* Consignes *
[1] D'après l'extrait, dans quelle pièce l'épouse reçoit-elle les visiteurs ce matin-là ?
[2] Relevez toutes les actions que l'extrait attribue aux gens qui se présentent dans la chambre mortuaire.

* Extrait *
Ce matin-là , pour y
pénétrer, il fallait
franchir le barrage des
lourdes tentures en
velours, comme si l’on
entrait, un court
instant, au royaume de
la mort. Dans le
vestibule, lui aussi
drapé de noir, les
bruits du monde petit à petit s’estompaient. Le passage était accompli. On
pouvait alors pénétrer dans la chambre mortuaire. De noire vêtue, elle
aussi. Il reposait là , vêtu de son plus beau costume, dans le cercueil ouvert,
légèrement incliné pour qu’on puisse une dernière fois rencontrer son
visage. Seule la lueur de grands candélabres illuminait la scène. Des gens
entraient, l’air contrit, murmuraient parfois quelques mots, s’inclinaient,
déposaient une carte de visite... Ce matin-là aussi, son épouse recevait les
visiteurs à la cuisine. Oui, il avait souffert pendant ses derniers jours. Mais il
était mort chez lui, parmi les siens. N’était-ce pas là l’essentiel, disait-elle à 
ceux qui lui présentaient leurs condoléances...

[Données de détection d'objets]
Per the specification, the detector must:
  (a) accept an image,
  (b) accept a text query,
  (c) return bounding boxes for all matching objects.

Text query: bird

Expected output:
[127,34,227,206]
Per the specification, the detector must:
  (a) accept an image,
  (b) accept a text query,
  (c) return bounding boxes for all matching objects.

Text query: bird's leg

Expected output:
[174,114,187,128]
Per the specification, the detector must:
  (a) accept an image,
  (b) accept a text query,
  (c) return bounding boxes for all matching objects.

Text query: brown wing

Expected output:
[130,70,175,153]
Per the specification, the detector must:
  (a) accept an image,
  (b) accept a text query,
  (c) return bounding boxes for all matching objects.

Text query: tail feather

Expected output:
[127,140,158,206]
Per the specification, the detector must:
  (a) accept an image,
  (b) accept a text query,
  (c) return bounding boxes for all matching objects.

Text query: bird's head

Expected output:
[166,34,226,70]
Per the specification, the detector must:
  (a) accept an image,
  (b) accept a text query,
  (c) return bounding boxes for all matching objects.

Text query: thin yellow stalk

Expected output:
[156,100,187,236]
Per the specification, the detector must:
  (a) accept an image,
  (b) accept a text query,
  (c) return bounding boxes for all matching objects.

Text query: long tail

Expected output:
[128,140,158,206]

...

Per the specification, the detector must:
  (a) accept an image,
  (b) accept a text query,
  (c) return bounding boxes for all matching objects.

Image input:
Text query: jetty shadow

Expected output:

...

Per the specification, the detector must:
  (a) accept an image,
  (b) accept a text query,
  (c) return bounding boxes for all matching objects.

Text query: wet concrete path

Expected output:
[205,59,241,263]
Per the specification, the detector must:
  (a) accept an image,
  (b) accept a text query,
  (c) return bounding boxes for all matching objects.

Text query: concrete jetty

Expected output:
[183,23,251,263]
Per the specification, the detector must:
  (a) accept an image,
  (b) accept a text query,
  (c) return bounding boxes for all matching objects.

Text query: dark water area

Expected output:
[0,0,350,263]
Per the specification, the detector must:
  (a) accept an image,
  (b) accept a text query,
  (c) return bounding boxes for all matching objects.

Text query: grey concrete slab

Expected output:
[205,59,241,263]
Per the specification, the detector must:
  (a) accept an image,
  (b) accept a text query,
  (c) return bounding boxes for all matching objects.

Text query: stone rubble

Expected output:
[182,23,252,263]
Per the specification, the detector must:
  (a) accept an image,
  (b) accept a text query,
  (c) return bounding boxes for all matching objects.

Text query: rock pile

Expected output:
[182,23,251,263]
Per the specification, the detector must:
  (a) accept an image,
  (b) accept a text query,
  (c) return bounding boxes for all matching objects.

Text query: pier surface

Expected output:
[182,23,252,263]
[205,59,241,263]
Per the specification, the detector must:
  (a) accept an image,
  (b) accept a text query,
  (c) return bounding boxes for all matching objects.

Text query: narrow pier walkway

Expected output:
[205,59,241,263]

* Corrigés complets *
[1] À la cuisine.

[2]
- Ils entrent, l'air contrit.
- Ils murmurent parfois quelques mots.
- Ils s'inclinent.
- Ils déposent une carte de visite.